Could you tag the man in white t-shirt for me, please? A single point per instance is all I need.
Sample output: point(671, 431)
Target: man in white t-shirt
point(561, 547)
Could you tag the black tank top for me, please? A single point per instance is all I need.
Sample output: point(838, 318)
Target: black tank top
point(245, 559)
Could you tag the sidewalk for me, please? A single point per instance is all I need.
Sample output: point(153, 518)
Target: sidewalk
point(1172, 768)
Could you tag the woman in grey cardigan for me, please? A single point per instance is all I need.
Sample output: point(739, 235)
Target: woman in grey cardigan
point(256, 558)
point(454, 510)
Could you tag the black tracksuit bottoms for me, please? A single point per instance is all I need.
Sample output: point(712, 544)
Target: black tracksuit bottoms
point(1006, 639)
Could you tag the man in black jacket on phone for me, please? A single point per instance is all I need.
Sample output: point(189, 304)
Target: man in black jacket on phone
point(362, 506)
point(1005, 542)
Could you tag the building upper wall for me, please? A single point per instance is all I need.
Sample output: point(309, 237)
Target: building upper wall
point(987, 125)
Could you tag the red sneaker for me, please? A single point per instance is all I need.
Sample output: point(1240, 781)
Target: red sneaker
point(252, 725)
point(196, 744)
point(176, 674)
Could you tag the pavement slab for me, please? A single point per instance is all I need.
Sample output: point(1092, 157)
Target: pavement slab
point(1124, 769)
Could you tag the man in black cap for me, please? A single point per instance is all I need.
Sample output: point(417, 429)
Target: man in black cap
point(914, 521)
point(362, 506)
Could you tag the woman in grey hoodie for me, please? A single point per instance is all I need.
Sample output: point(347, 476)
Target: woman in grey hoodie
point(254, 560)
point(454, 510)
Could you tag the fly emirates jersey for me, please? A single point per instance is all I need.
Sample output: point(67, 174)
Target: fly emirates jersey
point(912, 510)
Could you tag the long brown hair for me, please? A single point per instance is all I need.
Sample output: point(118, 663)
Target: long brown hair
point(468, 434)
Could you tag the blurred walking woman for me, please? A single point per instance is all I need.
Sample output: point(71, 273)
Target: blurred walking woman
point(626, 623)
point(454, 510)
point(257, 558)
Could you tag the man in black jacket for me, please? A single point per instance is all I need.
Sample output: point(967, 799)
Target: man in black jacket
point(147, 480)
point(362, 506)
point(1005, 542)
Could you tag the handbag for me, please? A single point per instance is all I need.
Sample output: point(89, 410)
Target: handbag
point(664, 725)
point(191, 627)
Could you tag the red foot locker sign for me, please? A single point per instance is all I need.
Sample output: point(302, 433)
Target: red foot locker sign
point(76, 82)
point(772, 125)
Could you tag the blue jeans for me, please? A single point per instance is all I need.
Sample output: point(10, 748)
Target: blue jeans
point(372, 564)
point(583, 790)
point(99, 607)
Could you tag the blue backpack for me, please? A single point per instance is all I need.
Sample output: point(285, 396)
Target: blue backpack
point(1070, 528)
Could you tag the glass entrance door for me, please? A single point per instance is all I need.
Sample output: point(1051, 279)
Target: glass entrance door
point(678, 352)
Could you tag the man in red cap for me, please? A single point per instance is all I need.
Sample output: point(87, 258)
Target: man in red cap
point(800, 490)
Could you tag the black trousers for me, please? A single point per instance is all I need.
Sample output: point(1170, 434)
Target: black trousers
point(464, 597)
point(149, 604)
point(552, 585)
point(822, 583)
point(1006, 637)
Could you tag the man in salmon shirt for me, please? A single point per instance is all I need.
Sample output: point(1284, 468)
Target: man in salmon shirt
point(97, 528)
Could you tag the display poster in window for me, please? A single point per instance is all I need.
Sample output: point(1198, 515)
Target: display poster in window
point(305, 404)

********************

◆ DIRECTIONS FOR THIS TASK: Copy all of the records above word for word.

◆ OUTPUT:
Could you tag the man in white t-shirt for me, please? A single point per instance is all I need.
Sample output: point(671, 431)
Target: man in white t-shirt
point(561, 547)
Could you tag the black tank top for me, please? A single point per instance is all I need.
Sample output: point(838, 318)
Target: black tank top
point(245, 559)
Could you tag the sidewalk for me, please? A single point per instance is all I need.
Sample output: point(153, 518)
Target: sidewalk
point(1172, 768)
Could you tag the woman in grey cardigan for me, please? A single point per instance is all I need.
Sample output: point(739, 235)
Target: woman in grey cardigan
point(256, 558)
point(454, 510)
Could you tag the black tracksuit bottoms for me, please? A single point per instance is all I need.
Sample output: point(712, 544)
Target: black tracksuit bottoms
point(1006, 639)
Could you tag the man in black jacket on phone for me, please? A single point per instance is all I need.
Sample output: point(189, 304)
Target: man in black jacket on phone
point(362, 506)
point(1005, 542)
Could you tag the building upper wall for me, please? A single point per instance is all I need.
Sample output: point(309, 237)
Target: building upper wall
point(987, 125)
Could you tag the red sneaker for me, please? A single point per instance is all I need.
Sample output: point(1240, 781)
Target: red sneaker
point(252, 725)
point(196, 744)
point(176, 674)
Could you tag the pavement slab for me, please? A single point per instance is all I need.
Sample output: point(1092, 157)
Target: pavement slab
point(1124, 769)
Could you tag the man in black cap for me, please? A single point per instance is all I need.
Sample output: point(417, 429)
Target: man in black cap
point(914, 521)
point(362, 506)
Could you tag the woman in grey hoodie for me, please? A single point per instance is all I need.
Sample output: point(347, 476)
Target: woman in grey hoodie
point(254, 560)
point(454, 510)
Could you tag the fly emirates jersey for me, please? A single point per instance is all I need.
Sample output: point(67, 174)
Target: fly emirates jersey
point(912, 510)
Could you tag the long brown hair for me, please? A single point per instance is all I need.
Sample output: point(118, 663)
Target: long brown hair
point(468, 434)
Could you tag the blurred walking woman for me, please? A single point per instance is all I need.
Sample output: point(71, 273)
Target: blurred walking woman
point(626, 623)
point(454, 510)
point(257, 558)
Could you tag the man in black jacket for me, please? A single point per instance is all I need.
Sample output: point(967, 799)
Target: man in black jacket
point(147, 480)
point(362, 506)
point(1005, 542)
Could you tag the handbag for me, please? A single point per instance is all I need.
Sample output: point(89, 410)
Target: handbag
point(664, 725)
point(191, 627)
Could you tag the red foot locker sign for me, please? A single point per instance is all I need.
Sample output: point(302, 433)
Target: red foot locker sign
point(76, 82)
point(772, 125)
Could you tag the blue jeans for me, please? A single point per instance is all I need.
Sample output: point(10, 748)
Target: blue jeans
point(372, 564)
point(583, 790)
point(99, 607)
Could you tag the blue backpack for me, please? A single point per instance is all I need.
Sample output: point(285, 396)
Target: blue backpack
point(1070, 528)
Could you tag the glass entrance door for me, please? A single point per instance is all I need.
Sample output: point(1051, 279)
Target: glass entrance door
point(678, 352)
Could you tag the man in red cap for me, please? A single point per instance is all I need.
Sample output: point(87, 258)
Target: man in red cap
point(800, 490)
Could you tag the black trousers for me, please? A single point per instance is all I need.
Sample output: point(1170, 434)
Target: black trousers
point(464, 597)
point(149, 604)
point(552, 585)
point(822, 583)
point(1006, 637)
Could you tag the man in salmon shirt for me, please? A single point per instance is all I need.
Sample output: point(1284, 468)
Target: man in salmon shirt
point(97, 528)
Could you tag the display poster in window for me, please? A single point per instance is all I need.
Sample output: point(1198, 515)
Target: display poster in window
point(305, 404)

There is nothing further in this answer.